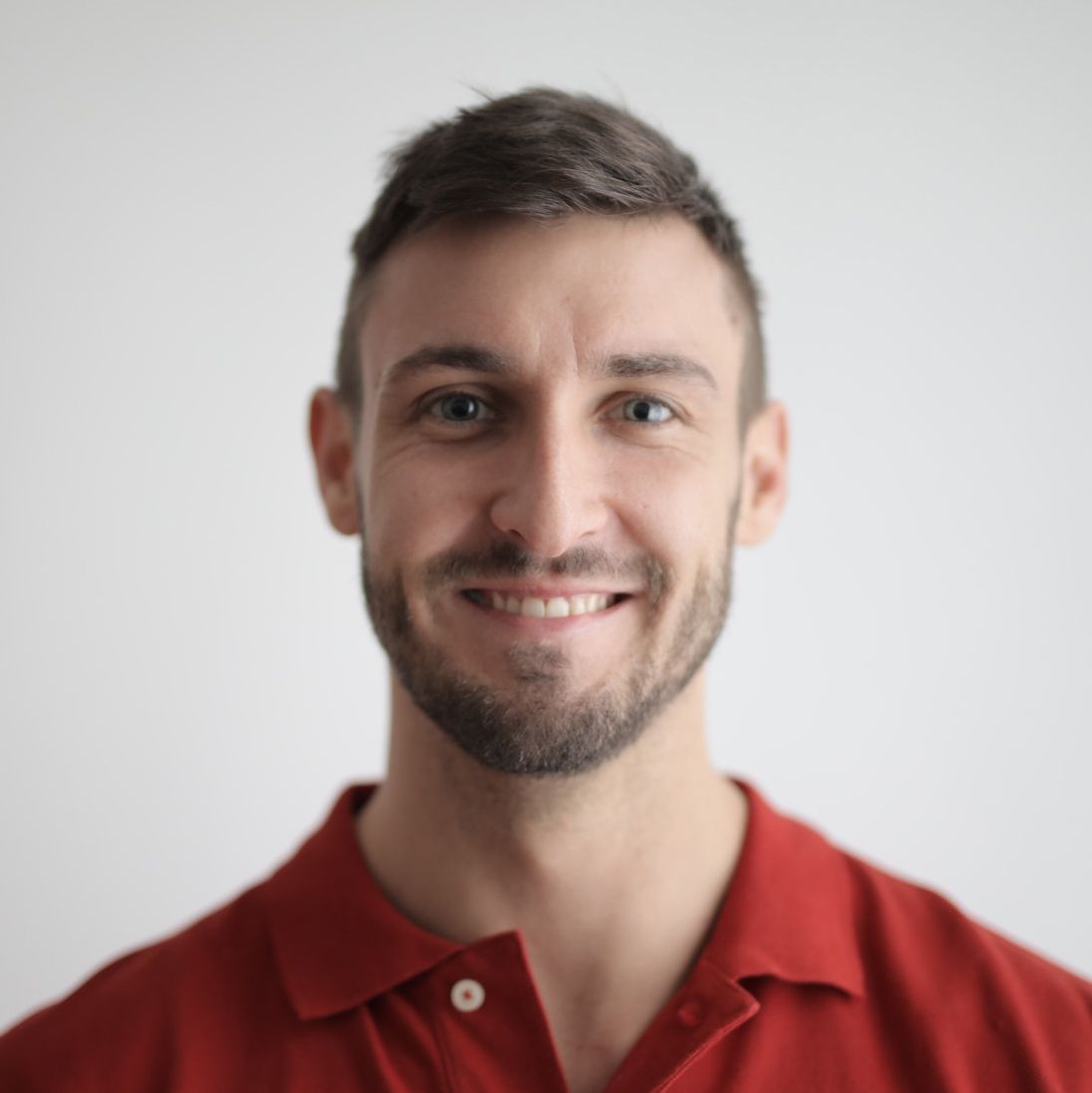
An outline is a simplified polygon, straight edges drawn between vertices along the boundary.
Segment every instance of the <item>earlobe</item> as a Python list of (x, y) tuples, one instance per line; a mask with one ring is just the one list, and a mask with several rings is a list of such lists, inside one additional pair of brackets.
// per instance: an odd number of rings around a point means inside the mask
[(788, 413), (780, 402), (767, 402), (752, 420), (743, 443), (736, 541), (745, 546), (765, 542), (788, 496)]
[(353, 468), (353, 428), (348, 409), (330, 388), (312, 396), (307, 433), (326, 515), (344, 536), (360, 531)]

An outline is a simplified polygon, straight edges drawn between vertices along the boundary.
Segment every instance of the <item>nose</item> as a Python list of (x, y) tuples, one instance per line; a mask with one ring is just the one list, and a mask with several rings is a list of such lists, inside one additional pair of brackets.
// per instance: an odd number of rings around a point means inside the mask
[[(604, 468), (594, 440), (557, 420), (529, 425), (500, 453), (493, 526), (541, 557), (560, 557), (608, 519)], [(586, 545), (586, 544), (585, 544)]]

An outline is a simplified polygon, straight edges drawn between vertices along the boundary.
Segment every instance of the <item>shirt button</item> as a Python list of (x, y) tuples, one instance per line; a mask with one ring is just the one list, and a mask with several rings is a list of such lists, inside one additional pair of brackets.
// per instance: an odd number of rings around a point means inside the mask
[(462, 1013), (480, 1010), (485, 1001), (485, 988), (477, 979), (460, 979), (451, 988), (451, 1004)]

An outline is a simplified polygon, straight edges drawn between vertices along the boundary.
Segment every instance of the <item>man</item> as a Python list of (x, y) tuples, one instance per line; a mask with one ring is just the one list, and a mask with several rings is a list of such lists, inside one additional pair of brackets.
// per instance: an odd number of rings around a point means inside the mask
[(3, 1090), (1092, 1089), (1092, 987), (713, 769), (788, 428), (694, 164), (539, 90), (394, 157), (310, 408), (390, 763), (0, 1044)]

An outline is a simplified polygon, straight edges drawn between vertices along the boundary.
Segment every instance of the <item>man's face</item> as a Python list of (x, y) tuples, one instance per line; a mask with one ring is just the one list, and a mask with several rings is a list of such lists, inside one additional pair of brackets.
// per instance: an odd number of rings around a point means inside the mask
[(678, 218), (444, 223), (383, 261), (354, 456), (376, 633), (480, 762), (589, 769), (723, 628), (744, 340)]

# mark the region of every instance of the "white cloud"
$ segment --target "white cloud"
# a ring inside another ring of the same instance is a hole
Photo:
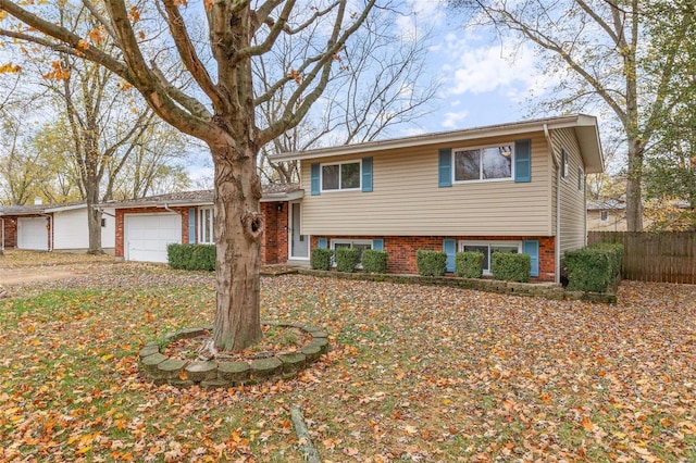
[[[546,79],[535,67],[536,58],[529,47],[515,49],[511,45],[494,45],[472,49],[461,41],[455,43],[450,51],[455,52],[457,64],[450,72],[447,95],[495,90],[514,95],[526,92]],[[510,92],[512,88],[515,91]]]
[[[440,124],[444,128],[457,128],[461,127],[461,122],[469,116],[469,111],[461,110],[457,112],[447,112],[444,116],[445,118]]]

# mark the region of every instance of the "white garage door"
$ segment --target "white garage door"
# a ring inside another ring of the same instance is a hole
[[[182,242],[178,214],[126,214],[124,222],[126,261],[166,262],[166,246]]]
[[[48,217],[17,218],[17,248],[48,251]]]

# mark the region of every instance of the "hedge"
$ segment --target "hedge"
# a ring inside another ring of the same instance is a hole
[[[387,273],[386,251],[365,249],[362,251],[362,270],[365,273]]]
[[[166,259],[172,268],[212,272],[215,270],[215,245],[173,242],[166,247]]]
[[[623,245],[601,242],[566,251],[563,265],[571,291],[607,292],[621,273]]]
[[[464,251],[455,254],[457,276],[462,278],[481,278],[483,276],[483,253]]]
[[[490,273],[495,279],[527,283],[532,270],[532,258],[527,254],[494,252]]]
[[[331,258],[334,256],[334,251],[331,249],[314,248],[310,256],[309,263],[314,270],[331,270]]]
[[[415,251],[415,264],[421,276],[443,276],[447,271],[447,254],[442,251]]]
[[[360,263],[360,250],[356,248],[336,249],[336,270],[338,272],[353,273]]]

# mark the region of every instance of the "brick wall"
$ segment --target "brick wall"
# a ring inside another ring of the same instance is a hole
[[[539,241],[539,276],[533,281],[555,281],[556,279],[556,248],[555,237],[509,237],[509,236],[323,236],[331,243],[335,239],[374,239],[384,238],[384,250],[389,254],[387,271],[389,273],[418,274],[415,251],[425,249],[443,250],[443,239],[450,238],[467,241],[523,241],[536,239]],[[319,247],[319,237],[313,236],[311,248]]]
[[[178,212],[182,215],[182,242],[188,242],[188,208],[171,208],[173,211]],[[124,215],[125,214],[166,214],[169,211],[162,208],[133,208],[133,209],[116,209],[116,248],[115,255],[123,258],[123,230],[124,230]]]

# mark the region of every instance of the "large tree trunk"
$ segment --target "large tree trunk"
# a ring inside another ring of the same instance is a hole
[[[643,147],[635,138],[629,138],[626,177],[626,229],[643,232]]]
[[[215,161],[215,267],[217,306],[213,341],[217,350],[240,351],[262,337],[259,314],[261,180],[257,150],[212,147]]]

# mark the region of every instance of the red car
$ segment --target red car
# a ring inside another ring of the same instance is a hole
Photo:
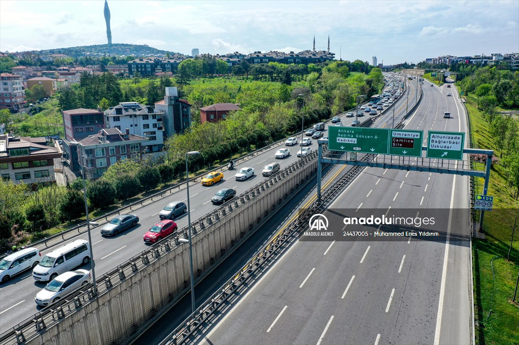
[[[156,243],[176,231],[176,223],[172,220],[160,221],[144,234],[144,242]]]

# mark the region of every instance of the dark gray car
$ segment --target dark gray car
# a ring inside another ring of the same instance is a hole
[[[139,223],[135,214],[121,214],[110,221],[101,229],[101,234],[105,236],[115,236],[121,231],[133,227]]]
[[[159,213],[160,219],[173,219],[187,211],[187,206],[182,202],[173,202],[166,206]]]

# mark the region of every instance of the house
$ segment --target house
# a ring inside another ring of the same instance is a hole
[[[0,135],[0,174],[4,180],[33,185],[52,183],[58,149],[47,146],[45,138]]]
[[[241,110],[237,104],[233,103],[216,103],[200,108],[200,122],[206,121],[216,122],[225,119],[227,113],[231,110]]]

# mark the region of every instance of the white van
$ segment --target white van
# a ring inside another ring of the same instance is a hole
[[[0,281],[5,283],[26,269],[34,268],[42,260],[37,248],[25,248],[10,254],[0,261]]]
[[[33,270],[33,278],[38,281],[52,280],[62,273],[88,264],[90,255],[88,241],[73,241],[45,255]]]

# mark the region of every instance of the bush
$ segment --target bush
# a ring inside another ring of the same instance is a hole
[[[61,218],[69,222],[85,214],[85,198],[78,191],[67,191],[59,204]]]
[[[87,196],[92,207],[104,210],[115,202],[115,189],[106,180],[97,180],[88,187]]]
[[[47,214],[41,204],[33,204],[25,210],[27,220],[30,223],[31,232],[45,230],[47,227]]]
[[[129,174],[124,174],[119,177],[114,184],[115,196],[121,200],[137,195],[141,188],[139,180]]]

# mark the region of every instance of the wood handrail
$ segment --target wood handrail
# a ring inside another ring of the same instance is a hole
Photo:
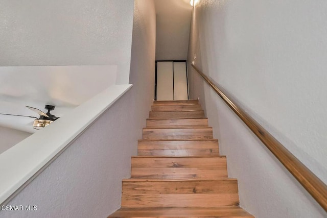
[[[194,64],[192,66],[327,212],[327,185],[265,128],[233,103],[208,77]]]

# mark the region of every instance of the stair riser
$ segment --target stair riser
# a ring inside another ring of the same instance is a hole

==

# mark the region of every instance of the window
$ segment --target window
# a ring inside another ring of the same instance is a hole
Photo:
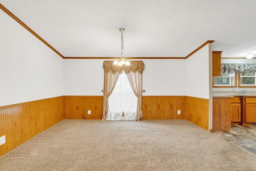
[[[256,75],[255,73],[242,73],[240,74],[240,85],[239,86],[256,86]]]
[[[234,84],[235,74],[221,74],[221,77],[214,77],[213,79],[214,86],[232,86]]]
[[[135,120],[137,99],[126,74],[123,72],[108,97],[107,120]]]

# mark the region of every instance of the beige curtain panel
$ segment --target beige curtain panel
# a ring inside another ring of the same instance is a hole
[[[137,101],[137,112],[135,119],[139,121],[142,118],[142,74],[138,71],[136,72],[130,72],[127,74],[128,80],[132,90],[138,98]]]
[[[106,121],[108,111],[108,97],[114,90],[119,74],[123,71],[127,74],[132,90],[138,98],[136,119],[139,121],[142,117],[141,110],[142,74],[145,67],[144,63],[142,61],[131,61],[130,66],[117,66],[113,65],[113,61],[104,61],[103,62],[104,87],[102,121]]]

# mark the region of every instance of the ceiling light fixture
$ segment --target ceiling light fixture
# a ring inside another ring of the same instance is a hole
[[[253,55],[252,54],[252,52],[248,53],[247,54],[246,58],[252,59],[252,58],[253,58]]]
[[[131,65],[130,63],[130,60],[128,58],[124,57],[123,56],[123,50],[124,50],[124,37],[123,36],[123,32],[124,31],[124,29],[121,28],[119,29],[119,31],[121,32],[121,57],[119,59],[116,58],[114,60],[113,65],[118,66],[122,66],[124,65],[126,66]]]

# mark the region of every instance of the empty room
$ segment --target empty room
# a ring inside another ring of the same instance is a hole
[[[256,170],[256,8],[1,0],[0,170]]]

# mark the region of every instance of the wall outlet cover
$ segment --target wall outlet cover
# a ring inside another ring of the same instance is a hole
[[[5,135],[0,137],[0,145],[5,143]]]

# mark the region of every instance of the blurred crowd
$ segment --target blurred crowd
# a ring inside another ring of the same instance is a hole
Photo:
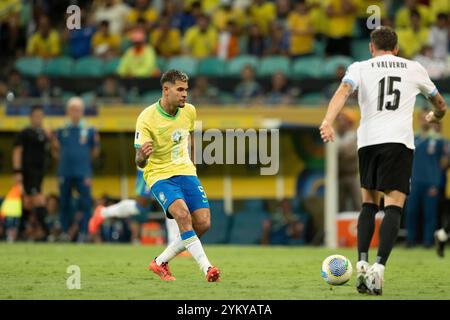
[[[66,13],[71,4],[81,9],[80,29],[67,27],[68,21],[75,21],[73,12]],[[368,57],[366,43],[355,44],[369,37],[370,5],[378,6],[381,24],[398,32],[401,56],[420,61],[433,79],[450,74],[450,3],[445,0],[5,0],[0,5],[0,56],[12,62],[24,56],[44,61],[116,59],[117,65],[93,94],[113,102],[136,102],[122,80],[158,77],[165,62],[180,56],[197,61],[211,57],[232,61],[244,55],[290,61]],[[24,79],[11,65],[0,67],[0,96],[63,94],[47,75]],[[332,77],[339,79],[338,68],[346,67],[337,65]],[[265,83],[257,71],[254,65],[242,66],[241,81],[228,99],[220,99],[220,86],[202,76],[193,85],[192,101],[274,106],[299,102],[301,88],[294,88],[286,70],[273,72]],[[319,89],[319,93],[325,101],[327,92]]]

What is needed
Report each line of the rows above that contains the word "garage", treating uppercase and lowercase letters as different.

The answer
# mark the region of every instance of the "white garage door"
$ segment --target "white garage door"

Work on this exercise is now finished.